● **Provided information**:
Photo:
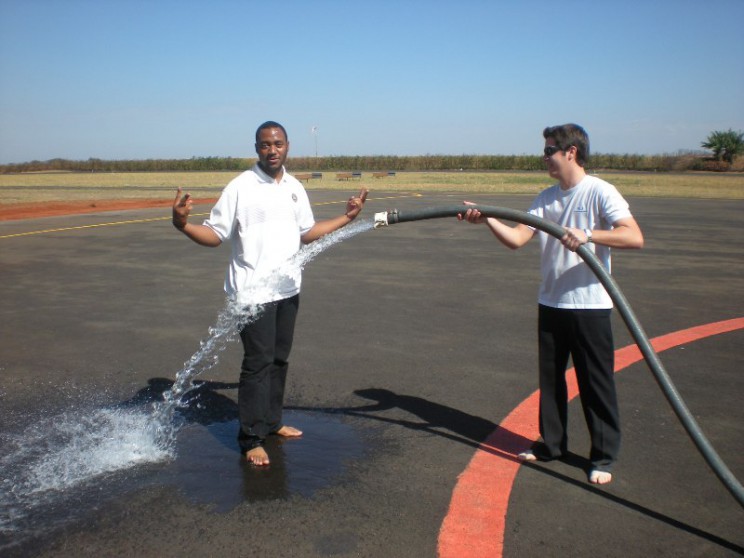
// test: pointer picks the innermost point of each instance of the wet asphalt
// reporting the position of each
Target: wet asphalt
(412, 344)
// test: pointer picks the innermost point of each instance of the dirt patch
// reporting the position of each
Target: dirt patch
(15, 211)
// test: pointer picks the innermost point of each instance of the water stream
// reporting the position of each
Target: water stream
(52, 459)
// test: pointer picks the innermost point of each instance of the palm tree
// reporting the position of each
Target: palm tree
(725, 145)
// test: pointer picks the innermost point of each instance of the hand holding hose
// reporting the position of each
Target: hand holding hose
(355, 204)
(471, 215)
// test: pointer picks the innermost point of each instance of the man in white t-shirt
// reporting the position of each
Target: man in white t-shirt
(266, 214)
(574, 308)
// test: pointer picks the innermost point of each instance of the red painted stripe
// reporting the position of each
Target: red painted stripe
(475, 523)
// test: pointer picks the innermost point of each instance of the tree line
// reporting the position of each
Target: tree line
(683, 161)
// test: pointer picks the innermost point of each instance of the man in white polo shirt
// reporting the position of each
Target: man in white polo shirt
(266, 214)
(574, 308)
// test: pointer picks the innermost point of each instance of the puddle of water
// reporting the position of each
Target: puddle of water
(206, 468)
(210, 470)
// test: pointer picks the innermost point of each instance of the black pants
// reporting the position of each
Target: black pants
(267, 343)
(585, 335)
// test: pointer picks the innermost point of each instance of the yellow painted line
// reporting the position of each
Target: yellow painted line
(136, 221)
(80, 227)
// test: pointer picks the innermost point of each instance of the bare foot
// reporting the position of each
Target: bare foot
(289, 432)
(257, 456)
(600, 477)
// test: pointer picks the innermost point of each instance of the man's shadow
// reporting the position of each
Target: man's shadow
(202, 404)
(473, 431)
(437, 419)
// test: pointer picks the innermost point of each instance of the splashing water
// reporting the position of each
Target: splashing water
(55, 454)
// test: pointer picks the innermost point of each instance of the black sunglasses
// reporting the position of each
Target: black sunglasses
(551, 150)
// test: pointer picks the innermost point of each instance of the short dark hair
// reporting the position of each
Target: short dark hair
(271, 124)
(567, 135)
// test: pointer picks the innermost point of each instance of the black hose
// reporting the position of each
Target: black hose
(652, 359)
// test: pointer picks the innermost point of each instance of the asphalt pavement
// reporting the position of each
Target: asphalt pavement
(413, 344)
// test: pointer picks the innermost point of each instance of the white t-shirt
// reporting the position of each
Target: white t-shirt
(264, 220)
(567, 282)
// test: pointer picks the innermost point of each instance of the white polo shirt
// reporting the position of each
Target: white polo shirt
(567, 282)
(264, 221)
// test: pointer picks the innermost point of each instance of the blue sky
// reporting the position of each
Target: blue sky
(140, 79)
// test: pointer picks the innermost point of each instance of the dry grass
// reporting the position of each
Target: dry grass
(46, 187)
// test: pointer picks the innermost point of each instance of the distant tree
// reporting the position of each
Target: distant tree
(725, 145)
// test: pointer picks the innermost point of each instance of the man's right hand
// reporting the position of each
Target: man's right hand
(181, 209)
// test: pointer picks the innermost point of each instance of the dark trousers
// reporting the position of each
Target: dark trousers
(586, 336)
(267, 343)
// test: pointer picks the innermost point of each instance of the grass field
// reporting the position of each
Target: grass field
(46, 187)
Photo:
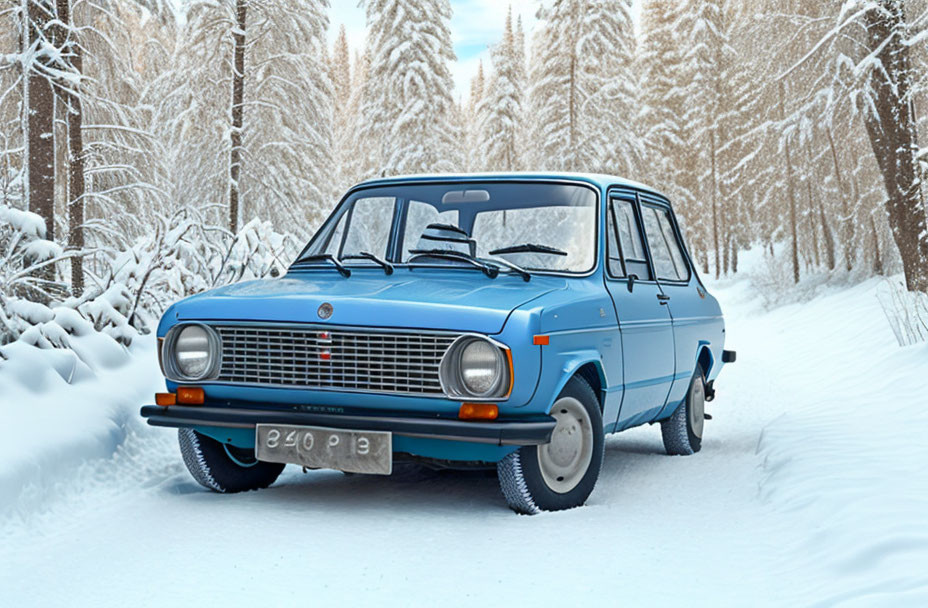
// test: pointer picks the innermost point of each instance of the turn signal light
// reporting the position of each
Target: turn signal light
(478, 411)
(190, 395)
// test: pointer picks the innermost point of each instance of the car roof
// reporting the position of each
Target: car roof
(597, 179)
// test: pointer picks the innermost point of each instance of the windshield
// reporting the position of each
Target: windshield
(541, 227)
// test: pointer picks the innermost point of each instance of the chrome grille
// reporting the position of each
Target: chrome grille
(399, 363)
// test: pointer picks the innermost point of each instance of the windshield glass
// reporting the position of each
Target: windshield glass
(544, 227)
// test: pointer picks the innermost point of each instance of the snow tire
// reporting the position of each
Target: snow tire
(680, 437)
(214, 467)
(520, 476)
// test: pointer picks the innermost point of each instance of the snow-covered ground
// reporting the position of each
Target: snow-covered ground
(810, 490)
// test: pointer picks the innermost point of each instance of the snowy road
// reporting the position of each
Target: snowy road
(810, 489)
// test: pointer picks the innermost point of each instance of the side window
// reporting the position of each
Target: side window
(669, 261)
(629, 239)
(335, 238)
(614, 260)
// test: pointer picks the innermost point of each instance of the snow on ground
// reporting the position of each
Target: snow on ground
(809, 490)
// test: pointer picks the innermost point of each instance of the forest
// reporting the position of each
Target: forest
(150, 150)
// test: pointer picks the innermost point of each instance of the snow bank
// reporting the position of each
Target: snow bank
(63, 406)
(843, 454)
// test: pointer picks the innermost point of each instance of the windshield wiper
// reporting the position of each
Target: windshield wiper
(490, 271)
(326, 257)
(526, 275)
(529, 248)
(365, 255)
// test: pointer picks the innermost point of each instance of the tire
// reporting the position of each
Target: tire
(561, 474)
(223, 468)
(683, 431)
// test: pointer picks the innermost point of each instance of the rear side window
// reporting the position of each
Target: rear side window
(666, 251)
(629, 257)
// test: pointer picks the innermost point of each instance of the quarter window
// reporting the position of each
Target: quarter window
(627, 231)
(669, 261)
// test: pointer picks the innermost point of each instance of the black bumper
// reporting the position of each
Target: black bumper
(528, 431)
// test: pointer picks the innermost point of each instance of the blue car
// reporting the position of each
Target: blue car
(507, 321)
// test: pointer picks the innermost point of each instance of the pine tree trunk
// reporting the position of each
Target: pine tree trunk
(877, 257)
(238, 113)
(572, 109)
(40, 124)
(794, 232)
(715, 205)
(812, 223)
(894, 137)
(847, 223)
(76, 185)
(829, 239)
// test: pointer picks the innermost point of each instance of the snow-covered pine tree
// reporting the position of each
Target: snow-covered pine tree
(703, 26)
(342, 122)
(408, 94)
(582, 87)
(286, 128)
(38, 57)
(660, 58)
(473, 116)
(502, 128)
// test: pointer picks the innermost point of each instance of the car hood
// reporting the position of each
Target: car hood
(458, 300)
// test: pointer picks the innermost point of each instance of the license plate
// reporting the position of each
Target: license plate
(315, 447)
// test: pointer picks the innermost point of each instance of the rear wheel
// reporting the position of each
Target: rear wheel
(682, 432)
(562, 473)
(224, 468)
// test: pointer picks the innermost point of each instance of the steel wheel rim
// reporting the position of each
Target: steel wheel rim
(565, 460)
(697, 407)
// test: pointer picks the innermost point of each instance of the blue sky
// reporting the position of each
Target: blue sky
(475, 26)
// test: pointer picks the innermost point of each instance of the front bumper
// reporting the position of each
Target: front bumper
(524, 431)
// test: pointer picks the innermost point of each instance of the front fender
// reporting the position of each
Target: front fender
(558, 367)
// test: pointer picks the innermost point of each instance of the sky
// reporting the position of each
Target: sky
(475, 26)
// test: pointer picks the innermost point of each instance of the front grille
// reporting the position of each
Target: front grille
(320, 358)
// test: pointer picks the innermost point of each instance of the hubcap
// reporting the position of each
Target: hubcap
(565, 460)
(697, 407)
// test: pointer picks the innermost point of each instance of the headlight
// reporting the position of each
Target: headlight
(475, 368)
(193, 352)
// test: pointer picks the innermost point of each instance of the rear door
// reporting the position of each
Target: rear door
(674, 273)
(644, 318)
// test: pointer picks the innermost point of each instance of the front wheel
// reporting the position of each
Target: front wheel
(682, 432)
(562, 473)
(224, 468)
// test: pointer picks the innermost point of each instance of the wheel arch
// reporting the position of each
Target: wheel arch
(591, 370)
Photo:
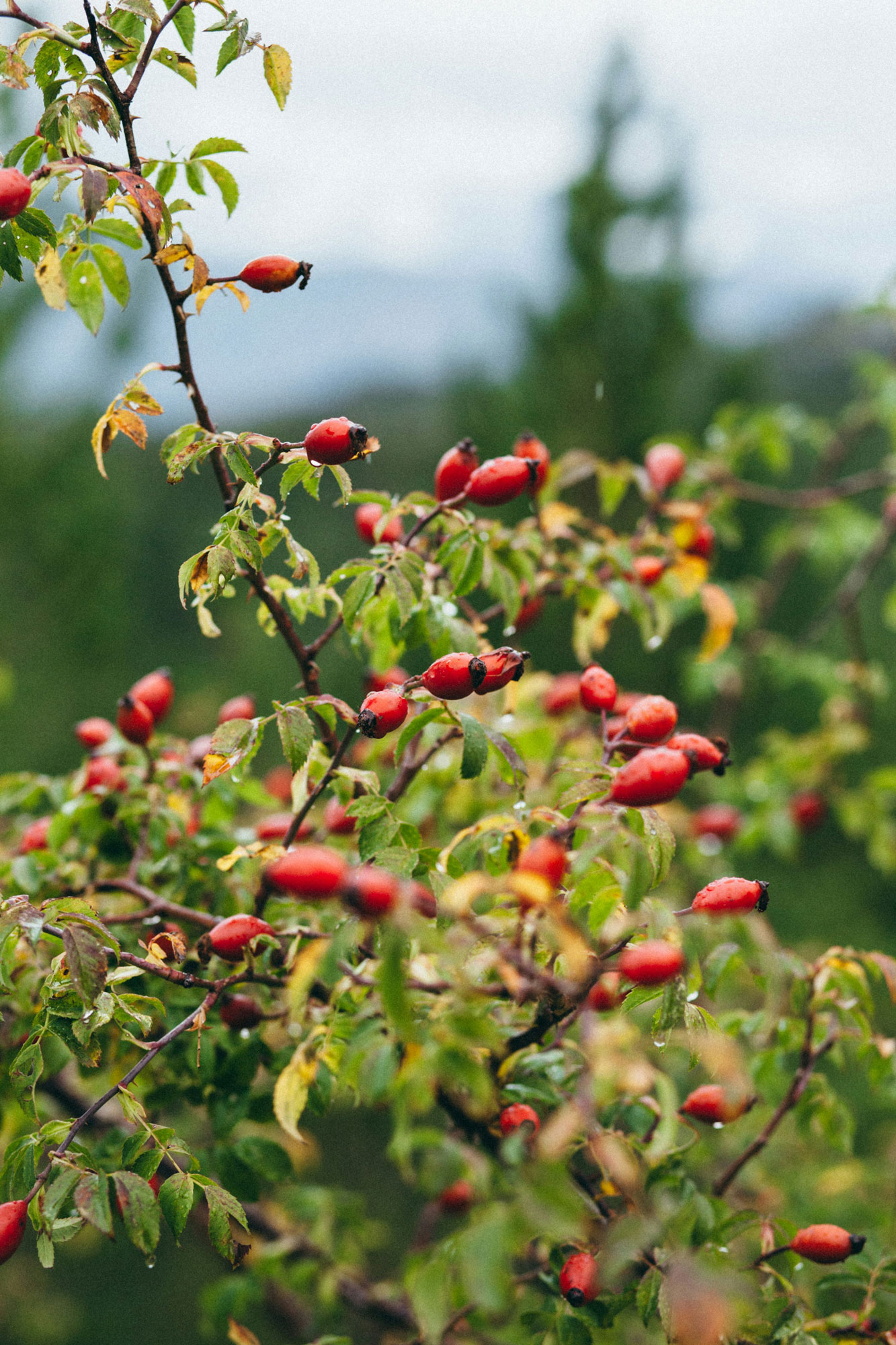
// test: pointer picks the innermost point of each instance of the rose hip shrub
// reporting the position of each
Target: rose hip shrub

● **What you have to do**:
From the material above, reproduce everything verbatim except the pictures.

● **Response to the exercise**:
Photo:
// test: pointer picks the innermost point of each instance of the wet asphalt
// reporting the position of each
Target: wet asphalt
(412, 344)
// test: pointer picks the innermost point of each instance of the dirt patch
// reporting the position of each
Target: dirt patch
(15, 211)
// test: pointer picks the innermost point of each instance of the water stream
// reporting the position of each
Target: water stream
(52, 459)
// test: pointer picks the innermost point of each instance of the palm tree
// reporting the position of each
Target: palm tree
(725, 145)
// test: pointer picks the innermost point of each instance of the hand holding hose
// reporting the position of each
Target: hand holding hose
(355, 204)
(471, 215)
// test: pointer picks the innermost point of each instance of the man in white t-shirt
// reporting the position of each
Target: man in white t-shirt
(266, 214)
(574, 308)
// test: pointer picks the innermost point of each instance of the red painted stripe
// reporting the position of each
Target: red painted stripe
(475, 523)
// test: pointer picks the innermost point of each instance of the tree line
// reporting the position of each
Target: tree line
(683, 161)
// test: pointer picks the innermost point of each instance of the man in white polo shirt
// reporting the position of each
Target: man in white polo shirt
(266, 214)
(574, 308)
// test: pointer picks the innermost point of each instance of the puddle of water
// reporting the position of each
Target: puddle of water
(206, 468)
(210, 470)
// test: pointer picks the innermost point of each instance of the black pants
// reporting the position of each
Target: black pants
(267, 343)
(585, 335)
// test: pointer picks the innermost point of each instance of the yellow painted line
// reporting the position of each
Target: yellow painted line
(136, 221)
(80, 227)
// test: pointer picks the innermost point of each instance of the bare foot
// reporting the position of each
Target: bare foot
(289, 432)
(257, 456)
(600, 477)
// test: pointer picks the innermost point of each instance of the man's shadow
// reporting the position of each
Target: man's shadow
(202, 404)
(473, 431)
(437, 419)
// test: pointer picks the innermost point of each instance of the splashing water
// reporting the position of each
Target: splashing water
(55, 454)
// test: pointer picks the innermost point of each instance of the black sunglasses
// reporting the position of each
Target: black sunglasses
(551, 150)
// test: pointer picks the innermost point of each instance of the short dark hair
// reporting the position of each
Target: short dark hair
(271, 124)
(567, 135)
// test: pointer picks the innermost point of each instance of the black hose
// reporting the position of each
Target: black hose
(652, 359)
// test: pointer picks the innermost point of each instance of the asphalt pavement
// reporting the position of each
Target: asphalt pavement
(413, 344)
// test: pointer picks the innermost point of each instance of the white t-shirt
// reporting the position of each
Target: white t-shirt
(264, 220)
(567, 282)
// test: pointer picks the innermost point of each instance of the white polo shirt
// reporting the position of each
Target: white polo shirt
(567, 282)
(264, 221)
// test: pointer picks the innermost point of each instance of the blue sky
// reporting the position of each
Target: blue sky
(140, 79)
// test: pointer picks the innermost point of each instance of the dry grass
// reporting the position of each
Target: dry grass
(46, 187)
// test: pointer picks the innermost point of each instance of the distant tree
// reporting the position of each
Target: distant tree
(725, 145)
// test: pointer picks the innermost point of each instance of the man's right hand
// reporting the position of each
Target: man's right hand
(181, 209)
// test: pointer picks the innermost point of each instance of the dark trousers
// reporting the position of each
Target: dark trousers
(586, 336)
(267, 343)
// test: pointer picks the innermost point of each instance of the grass field
// reporting the position of each
Target: grass field
(46, 187)
Photo:
// test: pointer picks the innermost point of each instance of the turn signal light
// reporting the position of each
Target: turn signal light
(478, 411)
(190, 395)
// test: pointer picks the innermost point of each instance of the car roof
// reporting the position of each
Target: car roof
(597, 179)
// test: pointer picks the innermost point of each instance of the windshield
// reporting the position of each
Target: windshield
(541, 227)
// test: pointer picks the innermost point of each instance of the chrome grille
// reporting the position of each
Target: chrome grille
(399, 363)
// test: pointer picks the innermost point of each instance of the windshield glass
// reporting the position of each
Target: windshield glass
(544, 227)
// test: pointer picks the innermost point of each instance of the snow tire
// reporting the position of each
Target: snow tire
(680, 437)
(214, 467)
(520, 476)
// test: pointer picks the innermost point of each instance of the snow-covered ground
// reporting the position of each
Target: snow-covered ground
(810, 490)
// test: pointer picks the innermost point of each instance of the snowy road
// reporting the position of each
Target: snowy road
(810, 489)
// test: pointer picks the innermost point of each instance of the side window
// reporting the position of each
Target: side window
(669, 261)
(629, 239)
(335, 238)
(614, 260)
// test: pointer picks the innermost point of each instance of the snow on ground
// reporting the position of each
Target: snow on ground
(809, 490)
// test: pointer picks the innermost point of each instance of the forest
// reporting the position of each
Target: forest
(150, 150)
// test: pointer picks the innermost point of each instance of the snow bank
// reporting the position of each
Target: snow bank
(63, 406)
(843, 454)
// test: pointer picks the innermost point of each instance of the windshield wiper
// reporting the position of each
Target: windshield wiper
(490, 271)
(326, 257)
(526, 275)
(529, 248)
(365, 255)
// test: pointer picks the innermost point of each instance of the tire
// reporting the position of each
Target: tire
(561, 474)
(223, 468)
(683, 431)
// test: pointer picks the innermost point of each instance of the rear side window
// reporting the position of each
Target: rear side window
(666, 251)
(629, 257)
// test: pointer picks the innermost point of each instance of the quarter window
// reporting the position of each
Target: quarter window
(627, 231)
(669, 261)
// test: pointer picks the innermost point of each instance of the black bumper
// reporting the position of each
Target: black bumper
(528, 431)
// test: pointer picks the innermost point of each instance of the blue car
// reporting the position of each
Target: blue car
(507, 321)
// test: pointer picks the innermost point of each instance of the pine tree trunk
// reporting the position of each
Target: pine tree trunk
(877, 257)
(238, 113)
(572, 109)
(40, 124)
(794, 232)
(715, 205)
(812, 223)
(894, 137)
(847, 223)
(76, 185)
(829, 239)
// test: pointer picks the innermost point of each instance of the snow-covered pine tree
// reporting the position of each
Target: snow-covered pine tree
(703, 26)
(342, 122)
(408, 94)
(582, 87)
(286, 128)
(38, 57)
(660, 58)
(473, 116)
(502, 128)
// test: pointer picks the innermost point of each instance of the car hood
// reporting the position of each
Target: car hood
(458, 300)
// test: pointer picks the innermost point of each instance of the license plate
// reporting the position of each
Target: license plate
(315, 447)
// test: pointer picks the innermost point of each instance of the rear wheel
// reporting the position of each
Target: rear wheel
(682, 432)
(562, 473)
(224, 468)
// test: pointer picks the innermost point of each instance of the steel wheel rim
// reporting the position of each
Target: steel wheel rim
(565, 460)
(697, 407)
// test: pointer picks the innermost point of each instance of the blue sky
// reporting the position of each
Target: blue sky
(475, 26)
// test: pointer picks the innermost point of each instance of the front bumper
// reporting the position of each
Target: front bumper
(524, 431)
// test: pointer picks the innermost point of each instance of the front fender
// reporting the position of each
Target: front fender
(558, 367)
// test: pointer picks the innermost point of each instance of the sky
// reporting the position of each
Target: sky
(475, 26)
// test: pointer picks the innermost point of each instance of the front grille
// reporting the position of each
Target: front grille
(320, 358)
// test: pointer picks the innermost point of each instance of the hubcap
// reporting the position of each
Target: hubcap
(565, 460)
(697, 407)
// test: pointer picks the innermost point of each instance of the headlight
// reporting the position of each
Target: headlight
(475, 368)
(193, 352)
// test: pointer picks the innermost point of each instance of the rear door
// reporting the position of each
Target: rear door
(674, 273)
(644, 318)
// test: pointer picks the innermost point of each instance of the front wheel
// reporting the position of each
Target: front wheel
(682, 432)
(562, 473)
(224, 468)
// test: pointer picks the innermost point of each instance of the wheel arch
// reporting the position of each
Target: wheel arch
(591, 370)
Photo:
// test: pointer picks the innermost point of each instance of the rose hip shrub
// reporting the position of each
Target: rose hip shrub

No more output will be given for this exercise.